Attractions

Ginkakuji Temple

Ginkakuji Temple

Travel Guide

Introduction

Ginkakuji Temple (Temple of the Silver Pavilion), officially named Jishoji Temple (Temple of Shining Mercy), founded in 1482, is one of the outstanding temples of the Muromachi era (1338-1573). Ginkakuji Temple is a Zen temple which belongs to the Shokokuji Temple branch of the Rinzai sect of Zen Buddhism.

Located in the foothills on the east side of Kyoto, the place is full of serenity and tranquility with a deep background of history. The temple is famous for its two-story Kan’non Hall, Silver Pavilion, which takes its name from the anecdote that Shogun Ashikaga Yoshimasa, the temple's patron, intended to cover the pavilion with silver leaf in imitation of the Kinkakuji Temple (Golden Pavilion) built by his grandfather. Although no silver was ever applied, the name lives on. Ginkakuji Temple was designated as UNESCO World Cultural Heritage in 1994.

The main building Silver Pavilion is a hybrid of Japanese culture, ancient Chinese culture and aesthetic value of Zen Buddhism. The incompleteness of the silver coating leave an empty space in our mind and it is up to our imagination of how it looks like with the silver appearance.

Ginkakuji Temple was a center of contemporary culture, known as the Higashiyama Culture of Muromachi period in contrast to the Kitayama Culture of his grandfather's times. Unlike the Kitayama Culture, which remained limited to the aristocratic circles of Kyoto, the Higashiyama Culture had a broad impact on the entire country. The arts developed and refined during the time include the tea ceremony, flower arrangement, noh theater, poetry, garden design and architecture.

• _Dataset records_:
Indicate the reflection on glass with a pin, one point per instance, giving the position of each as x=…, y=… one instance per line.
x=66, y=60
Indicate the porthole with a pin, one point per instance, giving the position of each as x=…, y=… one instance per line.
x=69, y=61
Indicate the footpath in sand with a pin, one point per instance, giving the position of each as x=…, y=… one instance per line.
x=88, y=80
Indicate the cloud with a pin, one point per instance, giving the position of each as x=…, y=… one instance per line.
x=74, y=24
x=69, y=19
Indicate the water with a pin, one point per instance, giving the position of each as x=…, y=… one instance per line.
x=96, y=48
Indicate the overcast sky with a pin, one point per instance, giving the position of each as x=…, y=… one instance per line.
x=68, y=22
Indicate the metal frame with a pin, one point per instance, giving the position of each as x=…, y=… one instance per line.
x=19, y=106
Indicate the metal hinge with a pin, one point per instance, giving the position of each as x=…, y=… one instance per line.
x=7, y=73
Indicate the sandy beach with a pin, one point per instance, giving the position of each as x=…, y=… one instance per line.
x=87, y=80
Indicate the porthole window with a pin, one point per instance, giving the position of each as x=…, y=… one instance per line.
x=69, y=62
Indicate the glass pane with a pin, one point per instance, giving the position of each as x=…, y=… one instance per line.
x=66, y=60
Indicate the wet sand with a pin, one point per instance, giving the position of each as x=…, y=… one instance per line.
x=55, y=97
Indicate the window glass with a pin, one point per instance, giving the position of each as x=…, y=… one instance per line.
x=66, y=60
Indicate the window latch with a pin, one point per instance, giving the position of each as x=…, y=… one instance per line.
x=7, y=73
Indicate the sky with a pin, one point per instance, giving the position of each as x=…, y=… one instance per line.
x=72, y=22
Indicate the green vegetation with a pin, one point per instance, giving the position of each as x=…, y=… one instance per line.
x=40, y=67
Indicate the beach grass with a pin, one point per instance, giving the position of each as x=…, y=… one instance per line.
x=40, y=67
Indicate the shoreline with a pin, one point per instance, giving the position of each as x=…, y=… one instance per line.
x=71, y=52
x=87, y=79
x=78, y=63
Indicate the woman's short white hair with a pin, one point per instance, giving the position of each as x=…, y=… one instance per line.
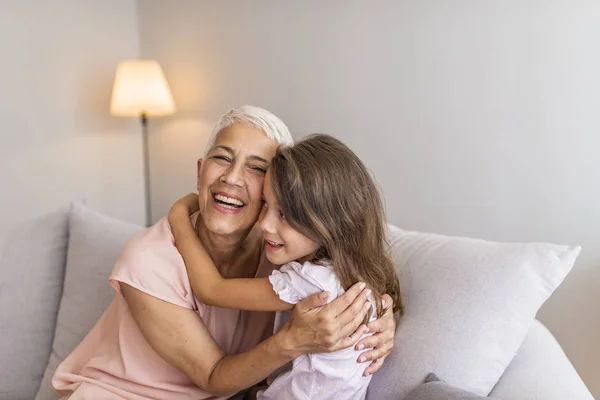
x=256, y=117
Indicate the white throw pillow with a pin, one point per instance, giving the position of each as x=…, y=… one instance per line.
x=469, y=305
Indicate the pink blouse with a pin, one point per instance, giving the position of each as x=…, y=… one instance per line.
x=114, y=361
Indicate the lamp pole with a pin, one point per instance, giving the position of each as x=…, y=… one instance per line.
x=144, y=122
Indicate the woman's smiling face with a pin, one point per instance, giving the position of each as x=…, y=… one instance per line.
x=230, y=179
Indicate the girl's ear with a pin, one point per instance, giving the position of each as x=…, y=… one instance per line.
x=322, y=253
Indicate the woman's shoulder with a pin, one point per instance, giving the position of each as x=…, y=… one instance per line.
x=151, y=263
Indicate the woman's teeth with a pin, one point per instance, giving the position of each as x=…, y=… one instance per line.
x=228, y=202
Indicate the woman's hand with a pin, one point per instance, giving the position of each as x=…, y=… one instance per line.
x=184, y=207
x=319, y=328
x=382, y=340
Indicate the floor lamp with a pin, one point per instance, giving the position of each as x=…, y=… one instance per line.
x=141, y=90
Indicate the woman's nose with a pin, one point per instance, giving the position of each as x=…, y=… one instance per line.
x=234, y=175
x=265, y=221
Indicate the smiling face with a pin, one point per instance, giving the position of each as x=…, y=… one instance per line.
x=230, y=179
x=282, y=242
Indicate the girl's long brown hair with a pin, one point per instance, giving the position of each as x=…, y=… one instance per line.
x=326, y=193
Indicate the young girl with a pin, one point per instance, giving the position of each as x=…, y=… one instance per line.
x=322, y=221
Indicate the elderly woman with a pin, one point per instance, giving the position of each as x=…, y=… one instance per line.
x=157, y=341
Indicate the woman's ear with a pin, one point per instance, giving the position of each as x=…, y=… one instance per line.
x=198, y=173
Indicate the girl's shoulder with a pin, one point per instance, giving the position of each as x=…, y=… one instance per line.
x=308, y=278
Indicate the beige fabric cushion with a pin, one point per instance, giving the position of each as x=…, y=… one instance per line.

• _Work to do_:
a. According to the Ginkakuji Temple travel guide, in what year was the temple named a UNESCO World Cultural Heritage site?
b. Write out the listing as a numbered list, starting at the line that contains "Indicate the elderly" and ending at the last line of the listing, with blank lines left out.

• _Outputs_:
a. 1994

b.
1. Indicate the elderly woman with a pin, one point per instance, giving the position of each as x=…, y=… one instance per line.
2. x=157, y=341
3. Indicate the woman's ear with a pin, one point per instance, giving the position of each as x=…, y=… one instance per line.
4. x=198, y=173
5. Indicate the girl's shoulder with a pin, one point per instance, giving the position of each as x=…, y=… one instance per line.
6. x=308, y=278
7. Indicate the beige fabric cushion with a pin, one point per instance, giving the position of each as x=…, y=… one instance per line.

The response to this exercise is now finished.